▸ TASK PROMPT
Could you reproduce all of the following entries exactly?

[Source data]
* * *

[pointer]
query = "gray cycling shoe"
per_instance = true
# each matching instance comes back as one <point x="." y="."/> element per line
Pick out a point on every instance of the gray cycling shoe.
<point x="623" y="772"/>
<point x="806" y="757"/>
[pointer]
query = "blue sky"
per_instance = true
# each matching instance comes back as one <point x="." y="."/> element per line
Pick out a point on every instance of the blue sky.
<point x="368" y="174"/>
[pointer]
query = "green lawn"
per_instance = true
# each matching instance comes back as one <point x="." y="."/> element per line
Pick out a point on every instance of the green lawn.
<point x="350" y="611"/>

* * *

▸ RESULT FOR THIS EXERCISE
[pointer]
query = "gray cycling shoe"
per_instance = true
# each matching instance comes back as one <point x="." y="."/> element per line
Pick out a point on every instance of the gray cycling shoe.
<point x="623" y="772"/>
<point x="806" y="757"/>
[pointer]
query = "blue sky"
per_instance = true
# each matching instance comes back as one <point x="." y="."/> element per line
Pick out a point on every instance of the blue sky.
<point x="368" y="174"/>
[pointer]
query = "green lawn"
per_instance = true
# each matching instance comes back as one <point x="." y="."/> element per line
Pick out a point on every instance of the green lawn.
<point x="350" y="611"/>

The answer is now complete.